DIRECTIONS FOR THIS TASK:
Rewrite the skin cancer text from "Diagnosis And Treatment" to "to be negative.", inclusive, changing "lymph glands" to "lymph nodes".

───── SELECTED TEXT

The most common form of cancer in the United States is skin cancer. About 80 percent appear of skin cancers on the face, head, or neck, where they can be disfiguring as well as dangerous, although they can be found on any part of the body.
Ultraviolet radiation (most often from the sun, but also from artificial sources like sunlamps and tanning booths) is the primary cause of skin cancer. No matter what your skin type, race or age, no matter where you live or what you do, anyone can get skin cancer.
Your risk is greater if you…
- Have skin that is fair and freckles easily.
- Have light-colored hair and eyes.
- Have a large number of moles, or moles of unusual size or shape.
- Have a family history of skin cancer or a personal history of blistering sunburn.
- Spend a lot of time working or playing outdoors.
- Live closer to the equator, at a higher altitude, or in any place that gets intense, year-round sunshine.
- Received therapeutic radiation treatments for adolescent acne.
Types of Skin Cancer
The most common type of skin cancer is basal cell carcinoma. While it’s also seldom life-threatening and it tends to grow slowly (rarely spreading beyond its original site), if left untreated it can grow deep beneath the skin and into the underlying tissue and bone, causing serious damage (particularly if it’s located near the eye).
The next most common kind of skin cancer is squamous cell carcinoma, frequently appearing on the lips, face, or ears. It can sometimes spread to distant sites, such as lymph nodes and internal organs. If it’s not treated, squamous cell carcinoma can become life threatening.
The third form of skin cancer, malignant melanoma, is the least common, but it is the most dangerous type of skin cancer. If discovered early enough, it can be completely cured, however, if it’s not treated quickly, it can spread throughout the body and be life-threatening.
Diagnosis And Treatment
A plastic surgeon or a dermatologist can surgically remove most skin cancers. If the cancer is small, Dr. Jay Granzow can perform the procedure at his office under local anesthesia. If the cancer is large, however, or if it has spread to the lymph glands or elsewhere in the body, major surgery with reconstruction may be required.
Mohs surgery is a special procedure in which the cancer is shaved off one layer at a time and is tested immediately to determine the extent of the cancer margins. Mohs surgery often requires a reconstructive procedure as a follow-up once the margins are determined to be negative.
Depending on the location and severity of the cancer, the scarring may range from a small but unsightly scar to permanent changes in facial structures. Reconstructive techniques can be a simple scar revision to a complex transfer of tissue flaps from elsewhere on the body to restore the your appearance and function.

──────────
───── EXTRACTED DATA

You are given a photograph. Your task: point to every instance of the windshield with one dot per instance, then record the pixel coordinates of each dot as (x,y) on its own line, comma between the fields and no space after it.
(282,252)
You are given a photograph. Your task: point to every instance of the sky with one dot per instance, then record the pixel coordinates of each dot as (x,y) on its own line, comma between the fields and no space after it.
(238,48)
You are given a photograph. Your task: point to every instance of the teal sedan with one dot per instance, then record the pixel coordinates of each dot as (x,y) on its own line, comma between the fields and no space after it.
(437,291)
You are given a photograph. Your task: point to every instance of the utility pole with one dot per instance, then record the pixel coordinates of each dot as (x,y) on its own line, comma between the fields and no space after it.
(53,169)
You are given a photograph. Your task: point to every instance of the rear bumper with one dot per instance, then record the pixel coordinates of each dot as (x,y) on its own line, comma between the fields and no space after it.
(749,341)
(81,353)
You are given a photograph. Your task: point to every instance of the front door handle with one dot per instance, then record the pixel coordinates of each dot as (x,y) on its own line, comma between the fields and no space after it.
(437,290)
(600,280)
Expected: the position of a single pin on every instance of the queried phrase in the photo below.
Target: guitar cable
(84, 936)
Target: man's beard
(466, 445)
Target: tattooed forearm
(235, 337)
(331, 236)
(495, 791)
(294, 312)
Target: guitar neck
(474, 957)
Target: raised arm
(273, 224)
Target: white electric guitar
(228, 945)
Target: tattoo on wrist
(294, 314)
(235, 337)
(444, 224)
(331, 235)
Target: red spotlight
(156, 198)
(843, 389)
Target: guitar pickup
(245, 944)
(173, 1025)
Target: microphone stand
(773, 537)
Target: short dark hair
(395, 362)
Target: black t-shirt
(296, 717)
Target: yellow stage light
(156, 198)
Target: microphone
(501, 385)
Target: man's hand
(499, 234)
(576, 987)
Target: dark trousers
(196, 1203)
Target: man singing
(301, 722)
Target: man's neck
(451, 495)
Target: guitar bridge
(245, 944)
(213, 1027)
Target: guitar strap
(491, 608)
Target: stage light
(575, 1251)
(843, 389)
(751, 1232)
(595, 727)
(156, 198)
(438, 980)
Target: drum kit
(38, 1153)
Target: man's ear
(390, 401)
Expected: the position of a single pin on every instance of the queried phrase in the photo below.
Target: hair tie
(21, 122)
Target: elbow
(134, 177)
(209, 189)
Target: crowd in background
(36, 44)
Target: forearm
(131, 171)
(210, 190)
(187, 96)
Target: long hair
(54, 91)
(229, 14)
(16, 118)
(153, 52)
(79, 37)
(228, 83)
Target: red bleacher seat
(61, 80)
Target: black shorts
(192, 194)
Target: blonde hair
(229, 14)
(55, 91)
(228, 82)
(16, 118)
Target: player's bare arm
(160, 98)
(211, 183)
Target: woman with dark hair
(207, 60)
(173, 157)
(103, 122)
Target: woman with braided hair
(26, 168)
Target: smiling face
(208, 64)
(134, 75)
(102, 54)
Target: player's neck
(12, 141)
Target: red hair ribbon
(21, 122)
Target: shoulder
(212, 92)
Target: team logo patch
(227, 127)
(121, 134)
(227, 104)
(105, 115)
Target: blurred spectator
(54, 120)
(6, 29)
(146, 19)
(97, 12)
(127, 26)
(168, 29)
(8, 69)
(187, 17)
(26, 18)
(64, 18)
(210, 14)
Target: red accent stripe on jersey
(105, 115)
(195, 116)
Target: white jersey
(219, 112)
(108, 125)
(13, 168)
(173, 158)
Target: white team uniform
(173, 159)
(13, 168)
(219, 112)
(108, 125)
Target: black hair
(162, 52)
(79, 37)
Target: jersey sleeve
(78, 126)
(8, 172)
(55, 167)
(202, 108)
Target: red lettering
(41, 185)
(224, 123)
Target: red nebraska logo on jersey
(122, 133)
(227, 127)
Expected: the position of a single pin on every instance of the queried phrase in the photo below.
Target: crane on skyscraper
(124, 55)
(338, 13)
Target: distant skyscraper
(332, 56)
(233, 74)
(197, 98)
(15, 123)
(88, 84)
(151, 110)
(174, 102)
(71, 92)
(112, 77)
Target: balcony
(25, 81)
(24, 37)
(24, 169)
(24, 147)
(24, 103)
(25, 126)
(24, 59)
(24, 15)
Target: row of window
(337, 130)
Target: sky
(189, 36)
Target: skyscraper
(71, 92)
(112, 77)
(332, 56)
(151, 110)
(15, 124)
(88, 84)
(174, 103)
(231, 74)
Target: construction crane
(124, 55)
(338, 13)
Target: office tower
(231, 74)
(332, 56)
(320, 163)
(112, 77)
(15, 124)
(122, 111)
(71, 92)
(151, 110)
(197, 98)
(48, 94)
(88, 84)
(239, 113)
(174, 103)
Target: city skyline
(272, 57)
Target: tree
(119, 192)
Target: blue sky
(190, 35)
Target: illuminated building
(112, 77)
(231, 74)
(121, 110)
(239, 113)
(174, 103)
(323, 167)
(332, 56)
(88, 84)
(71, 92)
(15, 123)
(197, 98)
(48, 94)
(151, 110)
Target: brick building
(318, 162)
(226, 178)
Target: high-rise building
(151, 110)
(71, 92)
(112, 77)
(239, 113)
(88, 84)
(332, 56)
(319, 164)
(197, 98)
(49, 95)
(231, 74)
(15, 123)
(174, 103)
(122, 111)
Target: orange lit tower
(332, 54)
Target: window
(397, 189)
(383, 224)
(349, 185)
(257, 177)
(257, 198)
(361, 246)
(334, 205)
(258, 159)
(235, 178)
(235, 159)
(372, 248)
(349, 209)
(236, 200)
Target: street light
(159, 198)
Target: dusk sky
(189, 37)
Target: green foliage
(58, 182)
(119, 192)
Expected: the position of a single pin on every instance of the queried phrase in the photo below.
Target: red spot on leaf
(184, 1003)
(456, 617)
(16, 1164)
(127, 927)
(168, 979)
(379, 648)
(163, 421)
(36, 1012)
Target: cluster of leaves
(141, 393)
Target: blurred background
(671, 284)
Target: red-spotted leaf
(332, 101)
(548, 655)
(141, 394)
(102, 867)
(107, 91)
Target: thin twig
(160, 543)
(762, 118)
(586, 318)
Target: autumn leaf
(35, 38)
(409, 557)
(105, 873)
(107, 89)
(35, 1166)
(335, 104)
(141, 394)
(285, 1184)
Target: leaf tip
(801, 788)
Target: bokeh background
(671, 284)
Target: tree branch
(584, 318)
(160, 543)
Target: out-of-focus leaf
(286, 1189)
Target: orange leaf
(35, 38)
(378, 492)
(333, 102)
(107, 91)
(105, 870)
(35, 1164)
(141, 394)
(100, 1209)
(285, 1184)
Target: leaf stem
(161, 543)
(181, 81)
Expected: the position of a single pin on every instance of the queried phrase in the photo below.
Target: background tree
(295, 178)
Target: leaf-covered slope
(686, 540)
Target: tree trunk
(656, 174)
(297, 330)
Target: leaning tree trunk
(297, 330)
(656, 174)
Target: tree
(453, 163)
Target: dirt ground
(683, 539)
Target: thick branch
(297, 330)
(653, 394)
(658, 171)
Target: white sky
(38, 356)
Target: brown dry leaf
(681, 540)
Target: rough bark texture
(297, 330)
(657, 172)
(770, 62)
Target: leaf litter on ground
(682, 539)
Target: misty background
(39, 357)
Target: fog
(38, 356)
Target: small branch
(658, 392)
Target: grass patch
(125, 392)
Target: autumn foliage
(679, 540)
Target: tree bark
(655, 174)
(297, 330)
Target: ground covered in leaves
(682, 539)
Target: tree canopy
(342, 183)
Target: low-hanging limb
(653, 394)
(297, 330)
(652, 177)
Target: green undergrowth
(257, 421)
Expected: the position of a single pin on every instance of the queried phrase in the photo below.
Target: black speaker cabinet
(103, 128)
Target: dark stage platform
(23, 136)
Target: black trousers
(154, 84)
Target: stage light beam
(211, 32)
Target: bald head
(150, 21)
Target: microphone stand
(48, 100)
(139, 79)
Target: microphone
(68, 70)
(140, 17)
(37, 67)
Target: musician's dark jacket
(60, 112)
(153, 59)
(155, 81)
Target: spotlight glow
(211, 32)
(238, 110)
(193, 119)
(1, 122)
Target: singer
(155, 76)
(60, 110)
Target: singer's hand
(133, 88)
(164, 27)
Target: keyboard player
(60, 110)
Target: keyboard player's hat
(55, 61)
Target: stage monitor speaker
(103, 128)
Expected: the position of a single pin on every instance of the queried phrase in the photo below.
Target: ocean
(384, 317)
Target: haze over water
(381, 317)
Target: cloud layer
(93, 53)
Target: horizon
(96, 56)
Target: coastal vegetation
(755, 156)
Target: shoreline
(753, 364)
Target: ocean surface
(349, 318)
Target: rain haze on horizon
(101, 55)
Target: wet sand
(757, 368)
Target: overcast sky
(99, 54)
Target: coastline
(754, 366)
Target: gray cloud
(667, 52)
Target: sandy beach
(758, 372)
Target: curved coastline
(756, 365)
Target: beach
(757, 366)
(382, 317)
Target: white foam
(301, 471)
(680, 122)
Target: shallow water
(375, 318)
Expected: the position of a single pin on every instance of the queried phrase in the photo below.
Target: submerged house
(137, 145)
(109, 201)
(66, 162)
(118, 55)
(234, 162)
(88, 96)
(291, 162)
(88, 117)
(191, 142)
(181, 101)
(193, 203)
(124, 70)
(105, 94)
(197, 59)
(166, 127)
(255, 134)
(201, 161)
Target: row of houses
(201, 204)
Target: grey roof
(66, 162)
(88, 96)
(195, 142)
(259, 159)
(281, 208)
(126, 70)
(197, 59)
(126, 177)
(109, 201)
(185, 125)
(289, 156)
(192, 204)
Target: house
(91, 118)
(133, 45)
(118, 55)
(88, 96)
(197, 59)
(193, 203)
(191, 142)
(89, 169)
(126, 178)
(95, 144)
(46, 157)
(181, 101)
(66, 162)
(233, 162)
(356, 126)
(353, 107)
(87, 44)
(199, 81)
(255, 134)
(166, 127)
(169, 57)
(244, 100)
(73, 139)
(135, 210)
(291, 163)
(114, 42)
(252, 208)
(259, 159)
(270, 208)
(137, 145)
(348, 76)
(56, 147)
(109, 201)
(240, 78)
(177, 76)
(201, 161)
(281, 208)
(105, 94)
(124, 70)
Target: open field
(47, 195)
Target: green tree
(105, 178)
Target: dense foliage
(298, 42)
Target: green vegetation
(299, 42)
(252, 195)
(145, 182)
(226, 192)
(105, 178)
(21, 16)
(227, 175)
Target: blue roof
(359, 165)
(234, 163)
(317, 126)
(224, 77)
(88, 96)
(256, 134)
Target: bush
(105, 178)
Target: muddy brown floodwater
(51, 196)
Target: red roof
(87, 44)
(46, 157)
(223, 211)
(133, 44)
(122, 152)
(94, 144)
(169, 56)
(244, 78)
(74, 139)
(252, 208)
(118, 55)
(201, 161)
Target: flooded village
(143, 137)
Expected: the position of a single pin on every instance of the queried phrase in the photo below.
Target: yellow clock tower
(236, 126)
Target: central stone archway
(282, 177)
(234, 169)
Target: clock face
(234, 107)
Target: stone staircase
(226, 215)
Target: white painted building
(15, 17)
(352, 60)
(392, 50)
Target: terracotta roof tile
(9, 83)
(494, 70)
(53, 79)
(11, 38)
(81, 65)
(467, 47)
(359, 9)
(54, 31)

──────────

SOLUTION FOR THIS PROBLEM:
Diagnosis And Treatment
A plastic surgeon or a dermatologist can surgically remove most skin cancers. If the cancer is small, Dr. Jay Granzow can perform the procedure at his office under local anesthesia. If the cancer is large, however, or if it has spread to the lymph nodes or elsewhere in the body, major surgery with reconstruction may be required.
Mohs surgery is a special procedure in which the cancer is shaved off one layer at a time and is tested immediately to determine the extent of the cancer margins. Mohs surgery often requires a reconstructive procedure as a follow-up once the margins are determined to be negative.